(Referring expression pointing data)
= = = = = = =

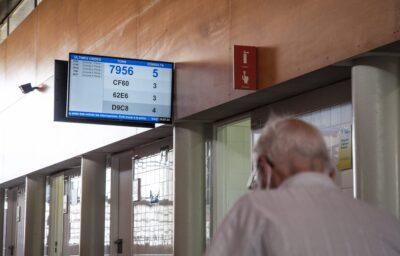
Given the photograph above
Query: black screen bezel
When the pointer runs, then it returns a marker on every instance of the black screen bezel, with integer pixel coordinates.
(118, 121)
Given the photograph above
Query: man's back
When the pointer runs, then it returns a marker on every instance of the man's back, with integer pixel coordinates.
(306, 215)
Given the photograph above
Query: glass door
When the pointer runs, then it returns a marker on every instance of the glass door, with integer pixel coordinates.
(153, 197)
(232, 165)
(64, 214)
(15, 219)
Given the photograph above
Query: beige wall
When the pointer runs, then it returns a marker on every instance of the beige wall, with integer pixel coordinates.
(294, 37)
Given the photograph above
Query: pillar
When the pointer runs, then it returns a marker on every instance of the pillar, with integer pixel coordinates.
(2, 194)
(189, 147)
(375, 98)
(93, 173)
(35, 189)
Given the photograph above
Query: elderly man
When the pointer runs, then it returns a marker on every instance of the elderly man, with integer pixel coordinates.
(304, 213)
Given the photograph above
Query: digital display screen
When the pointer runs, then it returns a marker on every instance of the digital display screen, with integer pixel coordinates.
(119, 89)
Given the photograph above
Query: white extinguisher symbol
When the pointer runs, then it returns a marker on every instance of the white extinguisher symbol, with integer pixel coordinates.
(245, 53)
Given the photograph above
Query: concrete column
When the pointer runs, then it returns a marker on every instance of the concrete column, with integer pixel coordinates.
(2, 194)
(93, 172)
(35, 189)
(376, 102)
(189, 147)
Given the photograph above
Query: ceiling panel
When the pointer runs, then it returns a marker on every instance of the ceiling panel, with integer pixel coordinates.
(6, 7)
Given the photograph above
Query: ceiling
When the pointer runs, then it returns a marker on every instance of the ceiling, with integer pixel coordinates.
(6, 7)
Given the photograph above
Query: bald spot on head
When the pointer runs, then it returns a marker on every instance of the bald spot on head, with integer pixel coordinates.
(294, 146)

= = = = = = =

## WORK TASK
Please repeat the entries exactly. Do not include the pictures.

## TASK ANSWER
Given the photograph above
Query: black screen bezel
When the pointer runs, then it returns a marker on every instance of the black screen bezel, with integer pixel coordinates.
(118, 121)
Given the photograph above
Query: man's back
When the pointer runs, then it returns a marker on every instance of the man's back, with integer pixel coordinates.
(306, 215)
Given the photograph above
Query: glass door
When the pointer runs, then it returns a marker on every instance of the glass door, with integer pixel coordinates.
(153, 197)
(232, 165)
(64, 214)
(15, 219)
Given the photograph above
Query: beige wall
When the pointer runs, then it returns a marker on every instance of the beige wall, with integer pixel coordinates.
(294, 37)
Given the photograph above
Query: pillar
When the pointer runs, then it returns a marker on every instance of the pillar, with integer pixel coordinates.
(2, 194)
(189, 147)
(375, 98)
(93, 173)
(35, 189)
Given the photograph above
Query: elderly man
When the pointer runs, then it returns a marker on every instance of the elderly man, with integer pixel coordinates.
(304, 213)
Given the photograph above
Query: digital display screen
When the pointer runs, then it returns a marker on every instance of the digital display screen, with integer pixel coordinates.
(119, 89)
Given the photograph above
Query: white extinguisher symbol
When the pointer runs, then it returns a marker on every instance of the white extinguisher symbol, with integer pixel coordinates.
(245, 53)
Given the photograph above
Query: concrete column
When the pointer runs, then it returns a marker on every instance of the concrete column, with integer pixel coordinates.
(2, 194)
(93, 172)
(35, 189)
(376, 102)
(189, 147)
Given the photograph above
Query: ceiling panel
When the pointer runs, then it returns a marker on every instance of the ceiling panel, with integer pixel coordinates.
(6, 7)
Given the photograph above
Query: ceiling
When the pointer runs, then it returns a marker on every instance of the ceiling, with integer pixel coordinates.
(6, 7)
Given the photograph above
Query: bald spot on head
When the pointer runs, then it returns a marker on every instance of the bald spot on head, with integer pixel coordinates.
(294, 146)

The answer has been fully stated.